START INFORMATION

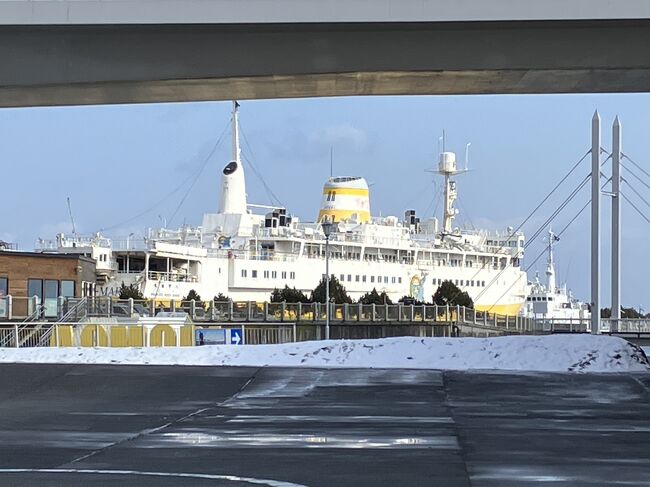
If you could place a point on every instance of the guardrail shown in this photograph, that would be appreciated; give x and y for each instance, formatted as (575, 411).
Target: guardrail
(160, 333)
(583, 325)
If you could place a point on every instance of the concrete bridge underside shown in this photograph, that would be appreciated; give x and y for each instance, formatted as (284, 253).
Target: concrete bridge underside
(96, 64)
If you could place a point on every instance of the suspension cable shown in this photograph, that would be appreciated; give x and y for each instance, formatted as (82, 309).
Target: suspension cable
(514, 232)
(541, 228)
(542, 252)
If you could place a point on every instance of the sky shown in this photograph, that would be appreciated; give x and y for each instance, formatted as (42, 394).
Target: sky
(129, 167)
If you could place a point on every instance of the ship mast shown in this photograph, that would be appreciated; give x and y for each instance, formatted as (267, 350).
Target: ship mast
(233, 183)
(550, 268)
(447, 168)
(236, 151)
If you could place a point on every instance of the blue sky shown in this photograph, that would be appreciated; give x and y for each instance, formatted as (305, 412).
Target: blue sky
(114, 162)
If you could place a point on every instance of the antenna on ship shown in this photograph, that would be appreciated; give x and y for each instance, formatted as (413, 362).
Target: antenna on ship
(447, 167)
(232, 199)
(74, 230)
(550, 267)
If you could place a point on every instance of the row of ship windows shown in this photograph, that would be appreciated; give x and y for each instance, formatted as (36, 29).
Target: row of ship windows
(465, 283)
(268, 274)
(380, 279)
(364, 278)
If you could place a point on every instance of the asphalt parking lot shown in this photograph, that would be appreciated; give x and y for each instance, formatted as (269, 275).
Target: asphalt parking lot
(121, 425)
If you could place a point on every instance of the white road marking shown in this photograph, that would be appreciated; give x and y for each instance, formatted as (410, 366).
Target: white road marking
(207, 476)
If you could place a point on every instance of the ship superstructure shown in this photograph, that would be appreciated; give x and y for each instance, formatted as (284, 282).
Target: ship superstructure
(245, 255)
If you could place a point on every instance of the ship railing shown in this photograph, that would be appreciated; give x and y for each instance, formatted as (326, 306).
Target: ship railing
(18, 308)
(171, 276)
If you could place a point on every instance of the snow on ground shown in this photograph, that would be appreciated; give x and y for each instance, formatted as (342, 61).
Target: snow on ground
(557, 353)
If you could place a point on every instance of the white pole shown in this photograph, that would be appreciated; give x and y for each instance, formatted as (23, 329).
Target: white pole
(327, 287)
(616, 223)
(595, 223)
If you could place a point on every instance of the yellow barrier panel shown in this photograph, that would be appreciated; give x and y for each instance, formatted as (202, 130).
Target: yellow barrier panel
(162, 336)
(62, 334)
(93, 335)
(187, 336)
(118, 336)
(135, 335)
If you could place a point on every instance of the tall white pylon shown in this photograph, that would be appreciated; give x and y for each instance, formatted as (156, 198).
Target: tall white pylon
(616, 221)
(595, 223)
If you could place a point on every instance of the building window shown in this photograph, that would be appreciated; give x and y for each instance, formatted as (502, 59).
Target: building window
(67, 289)
(35, 288)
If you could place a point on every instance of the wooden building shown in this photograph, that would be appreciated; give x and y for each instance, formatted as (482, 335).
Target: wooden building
(42, 278)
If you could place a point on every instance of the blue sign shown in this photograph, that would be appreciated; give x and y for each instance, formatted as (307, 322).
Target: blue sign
(210, 336)
(236, 336)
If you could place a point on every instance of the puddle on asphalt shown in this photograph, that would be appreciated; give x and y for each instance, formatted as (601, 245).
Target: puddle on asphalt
(239, 440)
(248, 419)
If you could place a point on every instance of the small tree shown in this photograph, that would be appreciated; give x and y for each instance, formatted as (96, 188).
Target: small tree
(288, 295)
(373, 297)
(192, 295)
(449, 293)
(130, 292)
(409, 301)
(338, 294)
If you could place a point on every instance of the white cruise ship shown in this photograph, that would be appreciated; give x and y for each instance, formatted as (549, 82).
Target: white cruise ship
(245, 255)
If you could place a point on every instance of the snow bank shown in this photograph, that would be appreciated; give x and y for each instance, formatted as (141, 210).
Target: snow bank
(557, 353)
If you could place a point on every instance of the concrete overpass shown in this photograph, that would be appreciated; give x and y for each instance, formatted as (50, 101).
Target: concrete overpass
(63, 52)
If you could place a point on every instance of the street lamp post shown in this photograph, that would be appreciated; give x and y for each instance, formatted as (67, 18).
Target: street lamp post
(328, 227)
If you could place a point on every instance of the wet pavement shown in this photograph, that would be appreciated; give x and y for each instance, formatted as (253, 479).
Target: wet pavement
(80, 425)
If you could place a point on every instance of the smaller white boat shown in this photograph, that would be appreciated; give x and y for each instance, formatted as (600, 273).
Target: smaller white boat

END INFORMATION

## REQUIRED ACTION
If any entry holds a picture, drop the picture and copy everything else exactly.

## COMPLETED EXERCISE
If you could place a point on every instance of the guardrail shown in this photograph, that would be appreciated; give x and y for each instance, formatted as (575, 411).
Target: guardrail
(160, 333)
(583, 325)
If you could place a point on every instance of the concrete bridge underside shown in this photograph, that would be appreciated; give x and y for each instance, formatted as (284, 253).
Target: concrete bridge underside
(96, 64)
If you could place a point on every instance of the suspension cable shown in this photograph, that would be appreciated; give x and y for each instance, formatted as (82, 309).
Target: suspension cable
(514, 232)
(541, 228)
(542, 252)
If you could place a point on every instance of the sky shown in this photograph, that would be appreciated; give x and y for each instance, formatted as (42, 394).
Target: sky
(129, 167)
If you could place a point on every instance of the ship mast shown in this photograph, that would be appreciated; give x and y for each instance, formatted as (267, 350).
Target: ship mast
(233, 183)
(550, 268)
(447, 168)
(236, 151)
If you could place a point on every instance of the blue sky shown in this photograph, that would be appreciated; give x and y for each instance, formatted as (305, 412).
Target: blue sky
(114, 162)
If you could place a point on every instance of the antenna on ship shown in this photograph, that would be appreciated; give x and y for each instance, formatted as (413, 362).
Target: antenna on ship
(447, 167)
(232, 199)
(74, 230)
(550, 267)
If you could place a point on every instance of the row of ship windows shown in this photograph, that would be appreciated; give x and y for each instance, formatted as (36, 29).
Target: row of ship windows
(465, 283)
(268, 274)
(380, 279)
(364, 278)
If you could place a point on every instance of the asphalt parking lot shown in this photograph, that would be appreciated; give x and y for each instance, formatted as (269, 275).
Target: asphalt parking lot
(121, 425)
If you could place a point on every instance of the white road marking shown in this photograph, that would be appreciated; give x and y for each instance, formatted as (410, 366).
Target: white road marking
(207, 476)
If you could place a point on every instance of the ship superstructure shown in this photograph, that would be appreciated; give x and y for each instance, formatted as (284, 282).
Target: ship superstructure
(245, 255)
If you could place a point on every instance of the ship railing shown in this photograph, that would be appreciated; give x and y for each instance, formatted as (326, 306).
Target: ship railing
(18, 308)
(171, 276)
If you could place a point on every instance of the snow on ground shown in this photograph, that would be appreciated; give x and y for each instance, formatted as (342, 61).
Target: snow on ground
(557, 353)
If you could place a point on every instance of the white pole shown in this photograph, that would be appreciated; give x and y for each instance, formatted as (23, 329).
Target: white pole
(327, 287)
(616, 223)
(595, 223)
If you could place a point on every instance of the yellow barrier panel shown in this photograph, that would be appreciated; give x and y for each instance, formatted as (202, 130).
Target: yellow barrier panel
(162, 336)
(62, 334)
(93, 335)
(187, 336)
(118, 336)
(135, 335)
If you could place a point on every instance of the tall white pylon shown in this photograph, that would be appreciated; give x and y for each instance, formatted as (156, 198).
Target: tall white pylon
(616, 221)
(595, 223)
If you could place a point on every instance of the building window shown in this photograph, that would be appreciated; give x and y for each instance, formatted as (502, 59).
Target: building window
(67, 289)
(35, 288)
If you could place a point on every instance of the wooden building shown in this photograph, that would be appreciated; give x and y for each instance, formatted as (482, 335).
Target: wooden building
(42, 278)
If you could place a point on every instance of the blue sign shown in this photograph, that would be appreciated; give x and y for each instance, formatted as (307, 322).
Target: blue sign
(210, 336)
(236, 336)
If you could place a point on every instance of the puddle on asphalt shown in this photograph, that would be appreciated; give x and y for each instance, formatted as (601, 245).
Target: puddle on asphalt
(239, 440)
(248, 419)
If you could place a point on every instance of the small tree shown in this photograph, that would be appreciated; give x and y for each instance, formatted as (96, 188).
Target: small tree
(288, 295)
(373, 297)
(192, 295)
(449, 293)
(130, 292)
(409, 301)
(338, 294)
If you could place a point on every instance of the white cruise ship shown in this photograph, that would be appreciated; give x and y for each instance, formatted as (549, 82).
Target: white cruise ship
(245, 255)
If you could place a point on every instance of the snow bank shown in this photograph, that would be appreciated; give x and y for each instance, formatted as (141, 210).
Target: snow bank
(557, 353)
If you could place a point on every instance of the concrete overpass shown in this photograph, that would be appreciated; give x and y for each instance, formatted as (50, 101).
Target: concrete overpass
(63, 52)
If you could place a point on every instance of the street lamp post shown in this photograph, that would be appreciated; give x and y for each instance, formatted as (67, 18).
Target: street lamp post
(328, 227)
If you could place a point on every instance of the wet pavement shown in this photograph, that would be appreciated; give x and y for each instance, formatted as (253, 479).
Target: wet pavement
(80, 425)
If you could place a point on every instance of the smaller white boat shown in this photograph, that would be appreciated; give x and y for each instance, formatted as (600, 273).
Target: smaller white boat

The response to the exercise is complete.